§ **What is being asked**: Across the records that follow, count each line holding "fixture", and write only the total.

§ **Records supplied**:

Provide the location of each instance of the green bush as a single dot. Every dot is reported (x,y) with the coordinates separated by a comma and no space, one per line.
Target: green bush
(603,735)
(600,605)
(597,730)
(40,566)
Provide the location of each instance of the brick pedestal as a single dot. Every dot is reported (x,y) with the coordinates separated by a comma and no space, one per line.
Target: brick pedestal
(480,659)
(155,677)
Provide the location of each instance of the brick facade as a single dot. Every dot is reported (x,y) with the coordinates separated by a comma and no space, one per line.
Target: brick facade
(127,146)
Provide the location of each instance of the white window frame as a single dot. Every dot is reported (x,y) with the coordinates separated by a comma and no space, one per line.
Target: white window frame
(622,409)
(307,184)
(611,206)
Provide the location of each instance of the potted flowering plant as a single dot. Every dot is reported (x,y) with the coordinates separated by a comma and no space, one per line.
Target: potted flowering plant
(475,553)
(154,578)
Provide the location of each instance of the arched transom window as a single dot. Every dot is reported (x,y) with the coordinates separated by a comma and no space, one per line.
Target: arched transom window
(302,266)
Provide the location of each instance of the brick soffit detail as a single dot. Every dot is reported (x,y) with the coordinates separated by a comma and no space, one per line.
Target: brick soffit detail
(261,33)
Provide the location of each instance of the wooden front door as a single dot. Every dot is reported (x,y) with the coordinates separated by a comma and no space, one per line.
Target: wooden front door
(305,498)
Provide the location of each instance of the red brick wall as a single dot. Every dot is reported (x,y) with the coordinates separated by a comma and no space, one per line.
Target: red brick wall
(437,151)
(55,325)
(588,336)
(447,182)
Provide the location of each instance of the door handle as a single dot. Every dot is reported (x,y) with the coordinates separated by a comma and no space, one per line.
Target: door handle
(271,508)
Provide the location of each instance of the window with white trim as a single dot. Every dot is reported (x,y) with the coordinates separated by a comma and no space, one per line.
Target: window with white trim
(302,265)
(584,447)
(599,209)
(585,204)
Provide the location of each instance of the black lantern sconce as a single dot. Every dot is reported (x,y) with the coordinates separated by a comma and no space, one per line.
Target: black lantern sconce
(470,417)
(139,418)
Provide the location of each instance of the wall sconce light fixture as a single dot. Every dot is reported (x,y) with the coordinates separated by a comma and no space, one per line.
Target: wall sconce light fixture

§ **Answer section**: 2